-- Dataset extract --
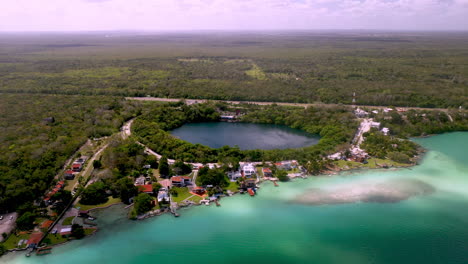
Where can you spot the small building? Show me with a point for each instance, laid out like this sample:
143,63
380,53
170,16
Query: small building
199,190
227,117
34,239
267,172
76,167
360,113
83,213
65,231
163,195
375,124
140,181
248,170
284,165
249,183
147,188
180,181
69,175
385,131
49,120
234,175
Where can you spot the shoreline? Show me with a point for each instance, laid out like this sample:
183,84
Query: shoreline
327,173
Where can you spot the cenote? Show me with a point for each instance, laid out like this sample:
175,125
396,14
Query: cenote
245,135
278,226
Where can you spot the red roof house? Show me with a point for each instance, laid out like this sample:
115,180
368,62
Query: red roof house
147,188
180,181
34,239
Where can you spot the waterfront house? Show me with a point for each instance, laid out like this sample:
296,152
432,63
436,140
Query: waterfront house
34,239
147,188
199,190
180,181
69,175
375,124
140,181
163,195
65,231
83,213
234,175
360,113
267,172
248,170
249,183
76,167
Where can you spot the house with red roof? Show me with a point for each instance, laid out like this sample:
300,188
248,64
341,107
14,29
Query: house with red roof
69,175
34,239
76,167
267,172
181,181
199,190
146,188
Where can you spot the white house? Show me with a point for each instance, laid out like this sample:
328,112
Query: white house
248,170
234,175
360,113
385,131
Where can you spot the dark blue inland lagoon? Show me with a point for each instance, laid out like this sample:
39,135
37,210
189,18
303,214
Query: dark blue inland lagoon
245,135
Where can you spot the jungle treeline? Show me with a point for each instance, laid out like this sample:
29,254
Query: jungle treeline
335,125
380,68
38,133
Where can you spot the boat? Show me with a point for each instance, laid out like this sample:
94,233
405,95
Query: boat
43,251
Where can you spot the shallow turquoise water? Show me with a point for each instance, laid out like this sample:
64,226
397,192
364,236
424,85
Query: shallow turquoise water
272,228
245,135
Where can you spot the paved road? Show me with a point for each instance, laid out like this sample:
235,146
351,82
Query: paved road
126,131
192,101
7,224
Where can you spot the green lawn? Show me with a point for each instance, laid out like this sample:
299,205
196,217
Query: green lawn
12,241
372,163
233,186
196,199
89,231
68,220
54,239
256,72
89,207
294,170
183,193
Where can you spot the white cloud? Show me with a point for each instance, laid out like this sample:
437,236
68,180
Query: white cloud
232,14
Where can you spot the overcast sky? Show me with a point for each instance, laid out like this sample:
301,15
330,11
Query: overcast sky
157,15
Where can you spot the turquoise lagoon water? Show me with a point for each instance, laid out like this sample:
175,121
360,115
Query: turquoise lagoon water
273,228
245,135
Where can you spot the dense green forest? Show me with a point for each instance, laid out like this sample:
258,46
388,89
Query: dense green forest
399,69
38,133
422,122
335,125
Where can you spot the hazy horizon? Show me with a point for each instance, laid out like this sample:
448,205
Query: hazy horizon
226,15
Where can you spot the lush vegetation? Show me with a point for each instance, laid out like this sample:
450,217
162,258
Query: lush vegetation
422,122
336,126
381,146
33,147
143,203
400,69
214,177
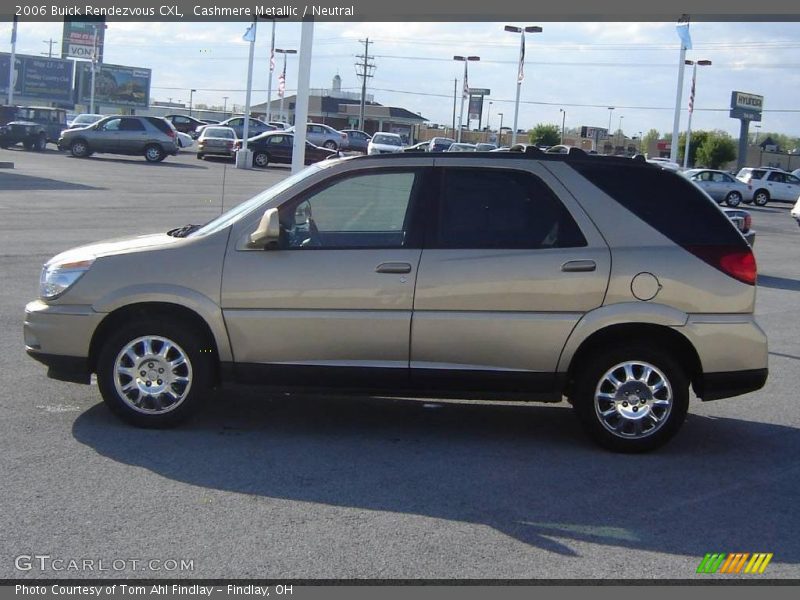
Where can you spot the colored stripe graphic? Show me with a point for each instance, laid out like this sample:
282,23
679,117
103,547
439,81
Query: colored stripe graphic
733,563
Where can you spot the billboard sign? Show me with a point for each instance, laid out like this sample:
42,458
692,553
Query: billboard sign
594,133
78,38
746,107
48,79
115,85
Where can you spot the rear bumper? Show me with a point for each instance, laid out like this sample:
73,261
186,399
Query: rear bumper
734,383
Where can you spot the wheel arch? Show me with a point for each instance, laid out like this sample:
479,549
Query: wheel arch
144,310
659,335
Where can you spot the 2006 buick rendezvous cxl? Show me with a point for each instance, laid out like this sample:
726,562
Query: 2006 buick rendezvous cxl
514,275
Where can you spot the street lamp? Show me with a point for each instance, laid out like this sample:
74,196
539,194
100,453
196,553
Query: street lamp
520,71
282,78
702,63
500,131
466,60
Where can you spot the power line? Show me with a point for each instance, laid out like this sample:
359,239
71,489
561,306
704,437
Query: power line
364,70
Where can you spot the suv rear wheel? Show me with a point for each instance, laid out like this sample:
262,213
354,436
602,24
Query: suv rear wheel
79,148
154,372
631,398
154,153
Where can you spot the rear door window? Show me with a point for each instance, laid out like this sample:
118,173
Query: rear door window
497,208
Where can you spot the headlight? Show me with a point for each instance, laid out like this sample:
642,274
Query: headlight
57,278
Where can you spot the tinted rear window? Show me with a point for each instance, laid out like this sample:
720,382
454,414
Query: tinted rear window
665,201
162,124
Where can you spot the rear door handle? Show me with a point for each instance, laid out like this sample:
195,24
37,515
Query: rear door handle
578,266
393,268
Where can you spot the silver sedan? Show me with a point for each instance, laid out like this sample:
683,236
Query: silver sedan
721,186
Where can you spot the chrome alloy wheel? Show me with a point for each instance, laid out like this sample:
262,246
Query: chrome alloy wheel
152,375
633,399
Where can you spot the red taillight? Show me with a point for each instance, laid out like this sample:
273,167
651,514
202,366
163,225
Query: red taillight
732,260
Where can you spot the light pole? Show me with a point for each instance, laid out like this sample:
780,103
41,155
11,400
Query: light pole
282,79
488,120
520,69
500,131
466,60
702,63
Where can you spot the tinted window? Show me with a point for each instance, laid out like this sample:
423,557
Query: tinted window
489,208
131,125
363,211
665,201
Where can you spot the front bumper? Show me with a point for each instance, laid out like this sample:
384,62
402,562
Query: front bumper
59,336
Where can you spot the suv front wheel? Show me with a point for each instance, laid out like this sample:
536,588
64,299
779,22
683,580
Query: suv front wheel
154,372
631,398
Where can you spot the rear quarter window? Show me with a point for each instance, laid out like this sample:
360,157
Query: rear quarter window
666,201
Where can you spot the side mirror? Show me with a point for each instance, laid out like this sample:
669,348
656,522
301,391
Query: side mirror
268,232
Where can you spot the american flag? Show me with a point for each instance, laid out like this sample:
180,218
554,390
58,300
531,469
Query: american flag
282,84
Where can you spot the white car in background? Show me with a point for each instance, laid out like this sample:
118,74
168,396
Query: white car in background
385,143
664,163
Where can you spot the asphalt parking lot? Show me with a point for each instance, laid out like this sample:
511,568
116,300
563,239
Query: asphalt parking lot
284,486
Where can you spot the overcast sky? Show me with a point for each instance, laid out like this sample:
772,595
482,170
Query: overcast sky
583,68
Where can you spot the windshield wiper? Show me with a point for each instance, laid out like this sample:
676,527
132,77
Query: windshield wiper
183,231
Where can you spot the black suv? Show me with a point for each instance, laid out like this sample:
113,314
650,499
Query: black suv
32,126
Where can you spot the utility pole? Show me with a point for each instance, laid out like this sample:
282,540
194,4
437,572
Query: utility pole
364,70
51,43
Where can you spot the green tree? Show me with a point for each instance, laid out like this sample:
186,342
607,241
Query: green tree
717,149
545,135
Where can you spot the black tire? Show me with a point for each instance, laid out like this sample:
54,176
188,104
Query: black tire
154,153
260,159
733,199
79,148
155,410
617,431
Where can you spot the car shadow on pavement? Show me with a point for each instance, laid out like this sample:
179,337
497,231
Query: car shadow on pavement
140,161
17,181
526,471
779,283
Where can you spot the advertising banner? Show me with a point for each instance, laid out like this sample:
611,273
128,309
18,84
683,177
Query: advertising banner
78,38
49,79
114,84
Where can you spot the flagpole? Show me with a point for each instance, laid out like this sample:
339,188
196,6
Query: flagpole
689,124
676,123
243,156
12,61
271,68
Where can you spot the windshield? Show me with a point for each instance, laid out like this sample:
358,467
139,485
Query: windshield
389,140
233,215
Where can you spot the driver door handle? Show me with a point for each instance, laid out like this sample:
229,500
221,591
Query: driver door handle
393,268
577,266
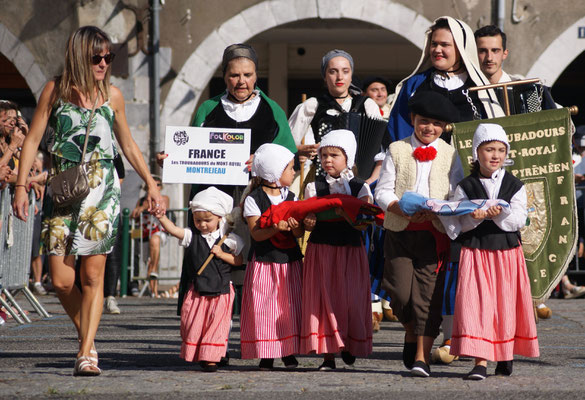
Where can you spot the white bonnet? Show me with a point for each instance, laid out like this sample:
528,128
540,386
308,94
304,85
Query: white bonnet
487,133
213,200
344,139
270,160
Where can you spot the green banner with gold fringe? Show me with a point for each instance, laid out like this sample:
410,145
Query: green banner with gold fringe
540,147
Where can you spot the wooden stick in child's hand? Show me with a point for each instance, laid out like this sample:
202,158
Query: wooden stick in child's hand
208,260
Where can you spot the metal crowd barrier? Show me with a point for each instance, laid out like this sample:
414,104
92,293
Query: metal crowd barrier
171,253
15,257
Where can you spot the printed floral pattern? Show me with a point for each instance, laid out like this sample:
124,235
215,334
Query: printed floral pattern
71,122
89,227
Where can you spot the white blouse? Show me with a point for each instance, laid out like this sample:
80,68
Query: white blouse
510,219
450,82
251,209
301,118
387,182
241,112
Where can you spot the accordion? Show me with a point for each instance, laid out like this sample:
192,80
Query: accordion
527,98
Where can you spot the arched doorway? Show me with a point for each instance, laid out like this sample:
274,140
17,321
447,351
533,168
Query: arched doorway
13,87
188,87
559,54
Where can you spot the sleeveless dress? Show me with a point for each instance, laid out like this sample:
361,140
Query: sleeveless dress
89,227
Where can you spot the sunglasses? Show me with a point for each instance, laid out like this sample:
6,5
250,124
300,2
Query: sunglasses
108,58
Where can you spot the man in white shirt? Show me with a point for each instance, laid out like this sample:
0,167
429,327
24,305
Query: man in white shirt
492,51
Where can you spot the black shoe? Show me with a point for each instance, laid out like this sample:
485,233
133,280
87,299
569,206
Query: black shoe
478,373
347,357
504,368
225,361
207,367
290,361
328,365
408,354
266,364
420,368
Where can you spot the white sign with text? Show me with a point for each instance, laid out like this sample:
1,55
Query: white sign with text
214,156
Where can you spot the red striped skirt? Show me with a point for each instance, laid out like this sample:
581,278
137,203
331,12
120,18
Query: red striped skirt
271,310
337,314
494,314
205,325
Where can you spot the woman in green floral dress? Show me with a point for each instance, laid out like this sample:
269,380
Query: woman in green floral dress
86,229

-- What is expected --
Give the lines from the one containing "Where can you spot the arched" through the end of the entries again, exactly as written and with no other lines.

-- Result --
Where can you spot the arched doorway? Show me with a point for each instance, laid out like this sample:
274,140
17,321
447,351
533,168
Query: arched doorway
13,87
188,87
559,54
Where can you spot the sleeveless dress? Show me with a point for each instance, laid out like this sample:
361,140
Query: sleeveless dress
89,227
Where can you spot the sunglasses? Show me with a point for each instance, laid out like this sample:
6,5
250,124
300,2
Query: sunglasses
108,58
Where can you spot the man in white shirt? Show me with a point for each instance, laid out like this sample:
0,167
429,327
24,305
Query: man in white shirt
492,51
Where can you spot the black shoe? Show me with a point for each instance, laid out like this sample:
485,233
133,280
87,299
569,206
Query: black shoe
478,373
347,357
504,368
225,361
207,367
290,361
328,365
408,354
266,364
420,368
Where can you spot the white sign with text? Show me with a point for each instance, laid out like this sample:
1,55
Query: white sign with text
214,156
Where can you spot the red striped skirt? Show me with a point for each instance, laid out like this sample:
581,278
137,203
331,12
120,18
Query: red striped skirt
271,310
337,314
494,314
205,325
Where can you spot the woman in green floral dress? Show me with a point for each instance, laid out like this sample:
269,380
Query: woman in green floral dress
86,229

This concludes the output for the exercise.